Data records:
----------------------------------------

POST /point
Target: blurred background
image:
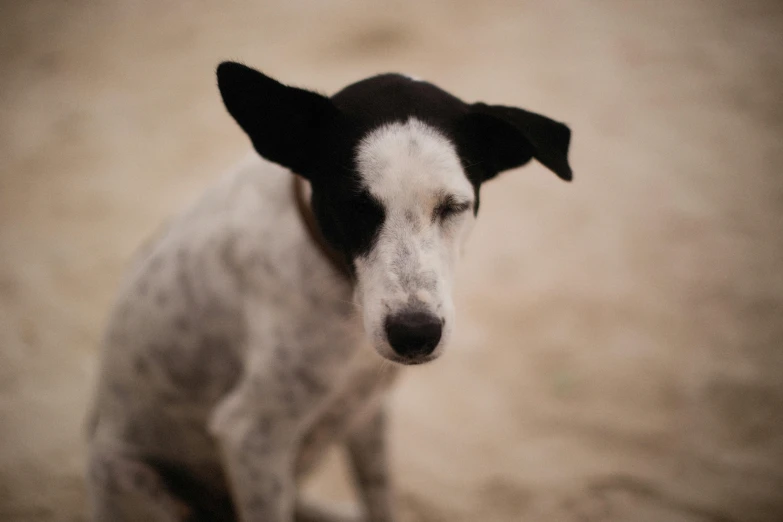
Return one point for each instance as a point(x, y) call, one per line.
point(619, 354)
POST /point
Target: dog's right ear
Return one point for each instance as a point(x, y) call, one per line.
point(285, 124)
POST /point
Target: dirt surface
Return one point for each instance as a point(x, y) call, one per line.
point(620, 343)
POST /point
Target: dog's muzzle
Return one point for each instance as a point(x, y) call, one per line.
point(413, 335)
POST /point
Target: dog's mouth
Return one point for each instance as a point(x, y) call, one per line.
point(412, 361)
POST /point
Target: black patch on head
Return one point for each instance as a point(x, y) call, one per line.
point(317, 137)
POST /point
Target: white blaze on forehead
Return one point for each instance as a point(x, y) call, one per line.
point(410, 168)
point(409, 165)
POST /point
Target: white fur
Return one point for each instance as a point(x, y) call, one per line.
point(410, 168)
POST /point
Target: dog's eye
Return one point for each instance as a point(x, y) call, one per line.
point(449, 207)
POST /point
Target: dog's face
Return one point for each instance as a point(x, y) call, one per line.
point(395, 167)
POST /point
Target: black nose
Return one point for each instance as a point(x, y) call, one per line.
point(413, 334)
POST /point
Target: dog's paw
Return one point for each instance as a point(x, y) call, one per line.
point(308, 510)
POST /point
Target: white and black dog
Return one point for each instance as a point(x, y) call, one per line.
point(251, 335)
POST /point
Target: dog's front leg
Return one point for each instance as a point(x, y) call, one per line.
point(369, 460)
point(257, 446)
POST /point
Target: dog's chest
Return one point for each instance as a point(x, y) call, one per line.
point(353, 402)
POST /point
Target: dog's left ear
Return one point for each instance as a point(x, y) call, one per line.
point(503, 138)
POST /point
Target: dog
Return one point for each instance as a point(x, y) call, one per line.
point(268, 321)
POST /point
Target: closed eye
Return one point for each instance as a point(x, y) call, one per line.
point(448, 207)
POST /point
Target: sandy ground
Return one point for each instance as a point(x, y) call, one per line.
point(620, 351)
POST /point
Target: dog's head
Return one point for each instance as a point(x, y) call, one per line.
point(395, 167)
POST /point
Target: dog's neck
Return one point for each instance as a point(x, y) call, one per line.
point(301, 191)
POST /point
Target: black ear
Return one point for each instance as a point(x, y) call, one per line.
point(285, 124)
point(507, 137)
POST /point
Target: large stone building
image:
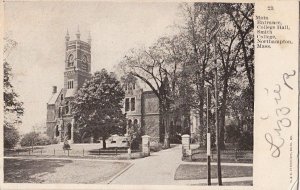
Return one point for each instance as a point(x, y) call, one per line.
point(140, 107)
point(60, 122)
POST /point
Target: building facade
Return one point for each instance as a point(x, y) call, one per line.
point(60, 122)
point(141, 107)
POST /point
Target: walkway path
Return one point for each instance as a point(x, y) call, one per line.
point(160, 168)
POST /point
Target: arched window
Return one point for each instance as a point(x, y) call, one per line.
point(129, 122)
point(56, 131)
point(67, 107)
point(59, 112)
point(71, 60)
point(69, 131)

----------------------------------------

What is being asked: Transcribe the complete set of entries verbatim. No pictures belong in the copy.

Completed task:
POST /point
Target: blurred background
image:
Return one point for each instance as a point(x, y) call, one per line.
point(619, 354)
POST /point
Target: dog's right ear
Return one point for each instance as a point(x, y) call, one per line.
point(285, 124)
POST /point
Target: dirt surface
Return one point for each instance as a point(x, y) call, one per line.
point(620, 343)
POST /point
Target: dog's muzzle
Return one point for each instance as a point(x, y) call, one per line.
point(413, 335)
POST /point
Target: dog's mouth
Return one point for each instance as a point(x, y) call, one per line.
point(412, 361)
POST /point
Target: black patch on head
Return one point for each instance as a point(x, y) call, one per line.
point(317, 137)
POST /point
Target: white blaze on forehead
Return one point for each instance as a point(x, y) call, one per line.
point(410, 168)
point(409, 165)
POST /point
Target: white fur
Return one point for each instance as a point(x, y) call, one per line.
point(410, 168)
POST /point
Target: dog's eye
Return one point for each instance as a point(x, y) call, one per line.
point(449, 207)
POST /point
Target: dog's face
Return one point for each instance as a point(x, y) call, one per line.
point(395, 167)
POST /point
Target: black nose
Return one point for each instance as a point(x, y) call, one per line.
point(413, 334)
POST /point
Target: dog's paw
Return one point for each instance as a point(x, y) call, one per line.
point(308, 510)
POST /point
Target: white and black dog
Return one point for each instance as a point(x, y) call, one per line.
point(251, 335)
POST /point
Target: dog's front leg
Return one point for each instance as a point(x, y) call, one per line.
point(369, 460)
point(257, 446)
POST /point
Target: dog's chest
Return one point for each instance as a point(x, y) call, one per line.
point(353, 402)
POST /point
Target: dog's left ear
Return one point for each instance as a point(x, y) call, one per line.
point(503, 138)
POST /point
Target: dog
Return one point for each instance as a point(x, y) call, one per line.
point(268, 321)
POST /point
Target: closed eye
Return one point for each instance as a point(x, y) call, one per line.
point(448, 207)
POST /point
Target: sandy ground
Return one point for each instance as a point(x, y) call, one per line.
point(620, 351)
POST /point
Target: dog's head
Return one point for each instance as a point(x, y) call, one per line.
point(395, 167)
POST /point
Target: dog's neck
Return one point for each instance as a point(x, y) call, one per line.
point(301, 191)
POST /point
Target: black ear
Return one point for each instance as a point(x, y) call, one per line.
point(285, 124)
point(507, 137)
POST /point
Target: large stone building
image:
Return one point for each instance as a point(x, y) call, one per line.
point(140, 107)
point(60, 122)
POST /point
Target: building facade
Return one point for each instance as a point(x, y) call, one per line.
point(60, 122)
point(141, 107)
POST /point
Target: walkway path
Return one point for each instance as a point(x, y) call, one per line.
point(160, 168)
POST /point
Target: arched window
Return one point for each instance as a point(x, y) call, one per line.
point(129, 122)
point(56, 131)
point(67, 107)
point(59, 112)
point(71, 60)
point(69, 131)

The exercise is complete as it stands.